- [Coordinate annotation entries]
>> start

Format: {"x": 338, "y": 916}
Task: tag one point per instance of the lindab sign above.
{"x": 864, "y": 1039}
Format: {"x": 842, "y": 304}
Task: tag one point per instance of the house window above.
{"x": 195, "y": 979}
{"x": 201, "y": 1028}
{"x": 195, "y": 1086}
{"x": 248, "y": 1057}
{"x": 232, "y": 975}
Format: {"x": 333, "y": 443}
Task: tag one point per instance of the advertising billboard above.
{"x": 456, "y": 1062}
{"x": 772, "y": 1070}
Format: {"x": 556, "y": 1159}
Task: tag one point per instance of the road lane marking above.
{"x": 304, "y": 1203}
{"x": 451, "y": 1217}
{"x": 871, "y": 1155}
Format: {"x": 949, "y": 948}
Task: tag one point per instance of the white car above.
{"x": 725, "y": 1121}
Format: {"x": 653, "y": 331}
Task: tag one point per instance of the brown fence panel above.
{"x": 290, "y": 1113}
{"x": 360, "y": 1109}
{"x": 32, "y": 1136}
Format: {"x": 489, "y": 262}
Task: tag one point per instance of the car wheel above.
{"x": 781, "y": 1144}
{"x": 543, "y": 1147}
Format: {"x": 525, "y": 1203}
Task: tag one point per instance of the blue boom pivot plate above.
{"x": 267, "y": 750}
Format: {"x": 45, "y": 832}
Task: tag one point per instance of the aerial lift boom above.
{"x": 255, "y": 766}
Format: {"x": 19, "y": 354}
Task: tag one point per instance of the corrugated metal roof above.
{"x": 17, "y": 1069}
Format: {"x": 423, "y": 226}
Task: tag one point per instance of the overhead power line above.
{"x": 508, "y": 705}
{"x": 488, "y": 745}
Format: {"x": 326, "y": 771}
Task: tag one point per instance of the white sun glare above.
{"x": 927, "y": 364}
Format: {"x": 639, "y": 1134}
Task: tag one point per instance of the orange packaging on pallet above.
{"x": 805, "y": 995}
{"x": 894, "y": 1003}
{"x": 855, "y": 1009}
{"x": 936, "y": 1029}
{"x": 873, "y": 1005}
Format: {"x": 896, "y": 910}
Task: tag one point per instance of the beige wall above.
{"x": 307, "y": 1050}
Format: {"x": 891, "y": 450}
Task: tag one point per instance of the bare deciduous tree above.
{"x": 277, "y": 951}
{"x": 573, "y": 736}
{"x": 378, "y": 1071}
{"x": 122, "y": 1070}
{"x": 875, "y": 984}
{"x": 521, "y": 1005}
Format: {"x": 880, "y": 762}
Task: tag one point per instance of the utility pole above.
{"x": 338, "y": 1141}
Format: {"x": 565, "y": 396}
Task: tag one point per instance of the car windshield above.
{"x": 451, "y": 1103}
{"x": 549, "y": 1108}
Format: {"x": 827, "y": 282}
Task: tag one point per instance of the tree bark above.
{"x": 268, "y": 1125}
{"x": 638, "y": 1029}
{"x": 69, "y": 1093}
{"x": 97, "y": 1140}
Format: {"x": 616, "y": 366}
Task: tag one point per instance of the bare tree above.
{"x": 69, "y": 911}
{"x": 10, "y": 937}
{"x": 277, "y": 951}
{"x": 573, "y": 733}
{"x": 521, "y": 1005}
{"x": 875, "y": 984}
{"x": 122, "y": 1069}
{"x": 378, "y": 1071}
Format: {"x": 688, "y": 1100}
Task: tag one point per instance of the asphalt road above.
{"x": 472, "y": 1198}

>> end

Please output the entries above, every line exactly as it reads.

- [Result of this exercise]
Format: {"x": 338, "y": 916}
Task: tag one point per instance of the lindab sign above.
{"x": 864, "y": 1039}
Format: {"x": 842, "y": 304}
Task: tag one point per instance of the house window above.
{"x": 195, "y": 979}
{"x": 201, "y": 1028}
{"x": 195, "y": 1086}
{"x": 248, "y": 1057}
{"x": 232, "y": 975}
Format: {"x": 333, "y": 443}
Task: tag one point per instance of the advertising billboard above.
{"x": 456, "y": 1062}
{"x": 772, "y": 1070}
Format: {"x": 556, "y": 1159}
Task: tag one point per instance of the road lane marking above.
{"x": 304, "y": 1203}
{"x": 451, "y": 1217}
{"x": 871, "y": 1155}
Format: {"x": 949, "y": 948}
Task: tag one point per instance of the white car above.
{"x": 725, "y": 1121}
Format: {"x": 653, "y": 331}
Task: tag one point per instance of the brown fence panel above.
{"x": 290, "y": 1113}
{"x": 360, "y": 1109}
{"x": 32, "y": 1136}
Format: {"x": 489, "y": 262}
Task: tag one point per instance of the car wheel above.
{"x": 781, "y": 1144}
{"x": 543, "y": 1147}
Format: {"x": 525, "y": 1203}
Task: tag one point per instance of the blue boom pivot plate above.
{"x": 267, "y": 750}
Format: {"x": 45, "y": 832}
Task: tag one point per instance of the aerial lift boom above.
{"x": 255, "y": 766}
Format: {"x": 19, "y": 354}
Task: tag one point per instance of the corrugated metal roof above.
{"x": 17, "y": 1069}
Format: {"x": 423, "y": 226}
Task: tag one point per instance of the overhead power line above.
{"x": 508, "y": 705}
{"x": 488, "y": 745}
Format: {"x": 326, "y": 771}
Task: tag one point per instance of the white sun glare above.
{"x": 927, "y": 364}
Format: {"x": 639, "y": 1134}
Task: tag one point per instance of the orange packaging on pallet above.
{"x": 805, "y": 995}
{"x": 894, "y": 1003}
{"x": 855, "y": 1009}
{"x": 936, "y": 1029}
{"x": 873, "y": 1005}
Format: {"x": 896, "y": 910}
Task: tag one point per instance of the beige wall above.
{"x": 307, "y": 1050}
Format: {"x": 891, "y": 450}
Task: tag one point per instance of the bare deciduous tree above.
{"x": 277, "y": 951}
{"x": 573, "y": 736}
{"x": 378, "y": 1071}
{"x": 122, "y": 1070}
{"x": 875, "y": 984}
{"x": 521, "y": 1005}
Format: {"x": 880, "y": 762}
Task: tag one point per instance of the utility pole above.
{"x": 338, "y": 1141}
Format: {"x": 565, "y": 396}
Task: tag one point per instance of the car windshield above.
{"x": 451, "y": 1103}
{"x": 549, "y": 1108}
Format: {"x": 827, "y": 282}
Task: tag one point per instance of the tree bark above.
{"x": 268, "y": 1125}
{"x": 638, "y": 1029}
{"x": 69, "y": 1093}
{"x": 97, "y": 1140}
Format: {"x": 616, "y": 366}
Task: tag one point per instance of the bare tree above.
{"x": 69, "y": 911}
{"x": 10, "y": 937}
{"x": 277, "y": 951}
{"x": 573, "y": 733}
{"x": 521, "y": 1005}
{"x": 875, "y": 984}
{"x": 122, "y": 1069}
{"x": 378, "y": 1071}
Format: {"x": 688, "y": 1100}
Task: tag one point per instance of the asphalt road above.
{"x": 472, "y": 1198}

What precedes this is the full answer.